(Stored dataset items)
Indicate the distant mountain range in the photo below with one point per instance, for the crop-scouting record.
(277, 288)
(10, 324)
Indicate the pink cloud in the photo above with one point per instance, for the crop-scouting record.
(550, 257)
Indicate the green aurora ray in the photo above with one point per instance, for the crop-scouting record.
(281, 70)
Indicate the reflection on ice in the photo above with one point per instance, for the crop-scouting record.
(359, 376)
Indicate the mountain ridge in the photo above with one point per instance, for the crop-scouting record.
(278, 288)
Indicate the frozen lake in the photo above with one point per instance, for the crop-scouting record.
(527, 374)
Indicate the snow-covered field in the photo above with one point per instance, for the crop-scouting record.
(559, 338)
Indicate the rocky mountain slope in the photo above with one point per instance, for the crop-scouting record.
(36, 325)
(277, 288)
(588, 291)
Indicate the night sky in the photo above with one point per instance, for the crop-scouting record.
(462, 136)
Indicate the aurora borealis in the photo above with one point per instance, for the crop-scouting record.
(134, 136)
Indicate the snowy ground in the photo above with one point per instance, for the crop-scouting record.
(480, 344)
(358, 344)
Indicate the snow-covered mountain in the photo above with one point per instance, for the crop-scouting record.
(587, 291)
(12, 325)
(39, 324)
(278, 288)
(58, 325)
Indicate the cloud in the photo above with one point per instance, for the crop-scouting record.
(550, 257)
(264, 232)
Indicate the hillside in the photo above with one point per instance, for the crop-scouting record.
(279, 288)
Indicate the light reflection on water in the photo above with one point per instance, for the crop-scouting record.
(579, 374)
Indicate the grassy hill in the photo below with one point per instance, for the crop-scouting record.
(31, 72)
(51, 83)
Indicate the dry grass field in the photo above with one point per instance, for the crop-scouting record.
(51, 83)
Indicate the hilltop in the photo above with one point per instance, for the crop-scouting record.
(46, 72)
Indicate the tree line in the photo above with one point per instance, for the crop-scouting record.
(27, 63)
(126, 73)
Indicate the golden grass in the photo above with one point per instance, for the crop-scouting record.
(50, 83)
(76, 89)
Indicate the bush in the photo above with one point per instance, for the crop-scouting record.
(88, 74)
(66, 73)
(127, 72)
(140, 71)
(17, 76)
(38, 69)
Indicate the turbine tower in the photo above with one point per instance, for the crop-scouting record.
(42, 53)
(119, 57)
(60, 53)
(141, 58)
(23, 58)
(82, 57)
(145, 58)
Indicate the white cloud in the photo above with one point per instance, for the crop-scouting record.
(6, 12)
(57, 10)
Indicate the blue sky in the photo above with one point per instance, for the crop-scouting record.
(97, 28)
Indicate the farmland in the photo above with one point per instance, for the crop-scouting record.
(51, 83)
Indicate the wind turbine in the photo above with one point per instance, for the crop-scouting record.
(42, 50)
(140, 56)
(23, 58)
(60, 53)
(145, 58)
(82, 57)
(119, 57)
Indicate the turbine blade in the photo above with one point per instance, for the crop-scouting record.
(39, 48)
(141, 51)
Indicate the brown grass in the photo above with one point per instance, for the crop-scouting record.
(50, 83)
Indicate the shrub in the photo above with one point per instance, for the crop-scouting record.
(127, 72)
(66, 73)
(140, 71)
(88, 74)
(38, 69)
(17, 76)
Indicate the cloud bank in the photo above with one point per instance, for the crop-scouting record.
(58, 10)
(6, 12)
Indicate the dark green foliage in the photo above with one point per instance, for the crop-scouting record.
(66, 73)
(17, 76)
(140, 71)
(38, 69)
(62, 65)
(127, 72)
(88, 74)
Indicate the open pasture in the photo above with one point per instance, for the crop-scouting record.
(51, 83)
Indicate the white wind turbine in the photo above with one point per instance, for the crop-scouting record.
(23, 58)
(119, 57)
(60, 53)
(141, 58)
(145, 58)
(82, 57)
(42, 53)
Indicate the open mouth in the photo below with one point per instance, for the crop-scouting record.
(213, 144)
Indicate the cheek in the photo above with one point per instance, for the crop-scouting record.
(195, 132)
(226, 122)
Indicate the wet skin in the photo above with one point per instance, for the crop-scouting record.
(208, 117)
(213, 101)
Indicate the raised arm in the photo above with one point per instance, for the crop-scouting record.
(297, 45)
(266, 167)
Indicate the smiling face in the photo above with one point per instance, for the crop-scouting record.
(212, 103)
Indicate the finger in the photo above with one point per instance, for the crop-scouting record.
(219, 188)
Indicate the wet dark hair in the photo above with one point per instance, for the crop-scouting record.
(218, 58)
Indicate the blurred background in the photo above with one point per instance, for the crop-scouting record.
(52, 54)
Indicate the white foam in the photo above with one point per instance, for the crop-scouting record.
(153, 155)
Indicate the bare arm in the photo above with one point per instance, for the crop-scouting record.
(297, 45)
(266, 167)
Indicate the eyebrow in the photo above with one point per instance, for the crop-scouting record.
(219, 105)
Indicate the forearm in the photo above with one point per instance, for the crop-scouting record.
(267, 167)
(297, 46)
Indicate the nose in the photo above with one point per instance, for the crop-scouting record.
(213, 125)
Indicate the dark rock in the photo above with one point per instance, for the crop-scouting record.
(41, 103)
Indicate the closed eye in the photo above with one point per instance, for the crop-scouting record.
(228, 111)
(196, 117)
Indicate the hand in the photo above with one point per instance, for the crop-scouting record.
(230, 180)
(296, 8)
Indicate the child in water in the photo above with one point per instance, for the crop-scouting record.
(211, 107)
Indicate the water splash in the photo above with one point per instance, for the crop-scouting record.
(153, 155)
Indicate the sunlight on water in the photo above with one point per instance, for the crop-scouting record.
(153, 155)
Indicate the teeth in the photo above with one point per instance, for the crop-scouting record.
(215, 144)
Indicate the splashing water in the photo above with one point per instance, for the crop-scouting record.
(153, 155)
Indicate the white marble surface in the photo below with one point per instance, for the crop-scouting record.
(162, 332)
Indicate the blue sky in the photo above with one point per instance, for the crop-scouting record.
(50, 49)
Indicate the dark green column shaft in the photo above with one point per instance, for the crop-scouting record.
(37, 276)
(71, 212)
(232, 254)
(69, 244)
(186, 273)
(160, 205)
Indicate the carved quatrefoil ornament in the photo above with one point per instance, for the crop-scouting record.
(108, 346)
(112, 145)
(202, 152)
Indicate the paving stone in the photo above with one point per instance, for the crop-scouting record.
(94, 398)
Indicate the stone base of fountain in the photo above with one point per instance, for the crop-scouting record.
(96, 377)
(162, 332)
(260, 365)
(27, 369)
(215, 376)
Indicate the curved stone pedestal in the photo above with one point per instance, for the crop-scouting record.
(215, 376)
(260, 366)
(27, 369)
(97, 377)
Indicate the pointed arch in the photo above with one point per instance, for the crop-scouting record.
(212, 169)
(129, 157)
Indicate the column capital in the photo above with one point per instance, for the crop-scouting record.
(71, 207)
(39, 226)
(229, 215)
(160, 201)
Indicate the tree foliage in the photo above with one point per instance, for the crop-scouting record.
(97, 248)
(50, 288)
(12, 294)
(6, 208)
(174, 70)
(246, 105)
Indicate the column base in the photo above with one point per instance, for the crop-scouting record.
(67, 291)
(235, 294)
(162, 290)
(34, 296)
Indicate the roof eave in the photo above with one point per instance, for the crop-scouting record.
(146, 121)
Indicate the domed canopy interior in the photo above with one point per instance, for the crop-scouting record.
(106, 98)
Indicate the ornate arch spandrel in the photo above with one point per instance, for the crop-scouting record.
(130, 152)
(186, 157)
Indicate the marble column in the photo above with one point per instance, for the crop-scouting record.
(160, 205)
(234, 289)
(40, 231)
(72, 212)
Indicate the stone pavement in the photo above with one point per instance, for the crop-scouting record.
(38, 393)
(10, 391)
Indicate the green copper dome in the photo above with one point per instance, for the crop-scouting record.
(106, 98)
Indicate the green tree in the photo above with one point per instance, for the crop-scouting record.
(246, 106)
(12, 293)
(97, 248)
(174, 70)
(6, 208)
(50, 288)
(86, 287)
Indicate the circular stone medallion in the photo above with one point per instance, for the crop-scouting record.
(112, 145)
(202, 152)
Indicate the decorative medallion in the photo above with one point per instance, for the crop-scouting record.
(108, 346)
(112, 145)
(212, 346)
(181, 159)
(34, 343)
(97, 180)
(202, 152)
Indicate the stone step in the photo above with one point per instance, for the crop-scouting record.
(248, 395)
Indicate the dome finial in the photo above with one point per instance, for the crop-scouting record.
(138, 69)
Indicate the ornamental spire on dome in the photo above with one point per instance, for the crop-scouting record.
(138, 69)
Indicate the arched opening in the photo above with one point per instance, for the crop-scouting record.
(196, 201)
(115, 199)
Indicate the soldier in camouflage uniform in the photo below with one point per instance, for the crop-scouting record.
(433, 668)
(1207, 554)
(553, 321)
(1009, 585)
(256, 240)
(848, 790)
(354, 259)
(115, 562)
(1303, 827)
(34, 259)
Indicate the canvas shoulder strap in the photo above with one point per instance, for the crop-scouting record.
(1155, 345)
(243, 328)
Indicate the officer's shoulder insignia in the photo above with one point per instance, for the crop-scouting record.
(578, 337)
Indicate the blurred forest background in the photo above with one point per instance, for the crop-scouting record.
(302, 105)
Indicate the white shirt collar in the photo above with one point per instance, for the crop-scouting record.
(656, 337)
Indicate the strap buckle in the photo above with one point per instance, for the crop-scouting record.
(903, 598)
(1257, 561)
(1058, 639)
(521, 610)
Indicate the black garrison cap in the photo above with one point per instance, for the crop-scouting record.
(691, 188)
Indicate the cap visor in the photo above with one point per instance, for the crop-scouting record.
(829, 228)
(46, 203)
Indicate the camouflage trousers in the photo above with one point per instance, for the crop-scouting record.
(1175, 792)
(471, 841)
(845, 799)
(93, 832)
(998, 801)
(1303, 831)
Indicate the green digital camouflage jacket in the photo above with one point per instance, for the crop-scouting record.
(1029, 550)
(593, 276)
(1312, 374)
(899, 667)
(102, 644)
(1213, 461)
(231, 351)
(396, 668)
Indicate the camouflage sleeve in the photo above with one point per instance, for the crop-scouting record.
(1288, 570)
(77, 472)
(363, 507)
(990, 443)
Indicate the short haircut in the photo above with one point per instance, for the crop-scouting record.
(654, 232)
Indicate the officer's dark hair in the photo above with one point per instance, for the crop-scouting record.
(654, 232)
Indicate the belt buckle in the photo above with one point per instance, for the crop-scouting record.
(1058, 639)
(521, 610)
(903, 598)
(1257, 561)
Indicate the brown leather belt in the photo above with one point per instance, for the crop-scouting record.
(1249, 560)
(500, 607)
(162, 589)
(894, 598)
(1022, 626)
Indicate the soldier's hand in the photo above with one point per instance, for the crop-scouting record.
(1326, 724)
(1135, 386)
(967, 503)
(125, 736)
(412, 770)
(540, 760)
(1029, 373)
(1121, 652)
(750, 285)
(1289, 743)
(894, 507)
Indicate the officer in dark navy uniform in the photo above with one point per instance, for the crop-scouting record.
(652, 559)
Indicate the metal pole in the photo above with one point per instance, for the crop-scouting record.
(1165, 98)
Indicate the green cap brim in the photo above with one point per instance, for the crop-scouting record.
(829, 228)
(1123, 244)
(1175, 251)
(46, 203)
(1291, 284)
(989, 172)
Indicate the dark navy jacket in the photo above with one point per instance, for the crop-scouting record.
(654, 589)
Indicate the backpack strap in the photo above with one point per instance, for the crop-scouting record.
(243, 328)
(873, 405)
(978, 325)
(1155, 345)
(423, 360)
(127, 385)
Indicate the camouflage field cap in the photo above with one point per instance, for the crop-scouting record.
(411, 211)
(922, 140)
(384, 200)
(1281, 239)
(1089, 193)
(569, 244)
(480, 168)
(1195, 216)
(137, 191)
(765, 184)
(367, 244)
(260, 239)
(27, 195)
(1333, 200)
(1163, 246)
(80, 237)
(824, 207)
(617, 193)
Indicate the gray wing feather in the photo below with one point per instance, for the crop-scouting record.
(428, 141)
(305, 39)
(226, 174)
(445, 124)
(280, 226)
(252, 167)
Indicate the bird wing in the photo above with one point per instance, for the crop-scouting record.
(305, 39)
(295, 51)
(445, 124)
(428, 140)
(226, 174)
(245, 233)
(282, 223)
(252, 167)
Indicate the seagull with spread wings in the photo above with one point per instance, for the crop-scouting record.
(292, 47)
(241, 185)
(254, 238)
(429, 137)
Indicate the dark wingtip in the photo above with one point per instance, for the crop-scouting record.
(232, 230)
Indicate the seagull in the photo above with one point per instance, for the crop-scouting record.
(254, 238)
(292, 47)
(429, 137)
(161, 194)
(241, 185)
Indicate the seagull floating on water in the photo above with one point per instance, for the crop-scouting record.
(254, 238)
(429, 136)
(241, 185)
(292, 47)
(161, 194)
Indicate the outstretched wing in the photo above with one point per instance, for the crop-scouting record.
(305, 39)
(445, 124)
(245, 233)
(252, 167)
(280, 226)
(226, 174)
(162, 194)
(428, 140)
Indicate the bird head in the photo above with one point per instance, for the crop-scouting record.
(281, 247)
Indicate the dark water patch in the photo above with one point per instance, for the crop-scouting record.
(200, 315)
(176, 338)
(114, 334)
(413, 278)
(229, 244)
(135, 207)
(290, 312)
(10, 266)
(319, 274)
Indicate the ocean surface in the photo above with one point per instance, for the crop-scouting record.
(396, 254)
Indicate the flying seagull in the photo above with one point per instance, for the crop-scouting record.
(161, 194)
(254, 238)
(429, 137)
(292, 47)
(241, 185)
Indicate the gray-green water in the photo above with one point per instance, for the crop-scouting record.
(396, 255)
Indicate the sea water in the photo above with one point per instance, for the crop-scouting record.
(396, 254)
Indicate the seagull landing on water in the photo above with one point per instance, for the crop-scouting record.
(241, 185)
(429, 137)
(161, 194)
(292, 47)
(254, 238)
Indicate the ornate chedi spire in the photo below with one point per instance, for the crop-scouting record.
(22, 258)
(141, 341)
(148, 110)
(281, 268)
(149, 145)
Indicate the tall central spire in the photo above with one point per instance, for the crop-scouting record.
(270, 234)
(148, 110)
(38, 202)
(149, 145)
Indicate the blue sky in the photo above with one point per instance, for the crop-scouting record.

THE TASK » Output the line that contains "Indicate the seagull landing", followed by every later line in the listing, with no line omitted and none added.

THE REPLY »
Indicate the seagull landing on water in the photo above with one point per instance, for the crop-scouting record.
(241, 185)
(429, 137)
(161, 194)
(292, 47)
(254, 238)
Indicate the ornate chedi spire in the photo below with one point per instance, for the crop-scouting record.
(22, 258)
(141, 341)
(148, 110)
(281, 268)
(149, 145)
Indicate the tall central spire in the photo above with one point per instance, for the crop-scouting record.
(270, 234)
(148, 110)
(38, 202)
(149, 145)
Indicate the blue sky in the photo above with one point per instance, for the crop-scouting record.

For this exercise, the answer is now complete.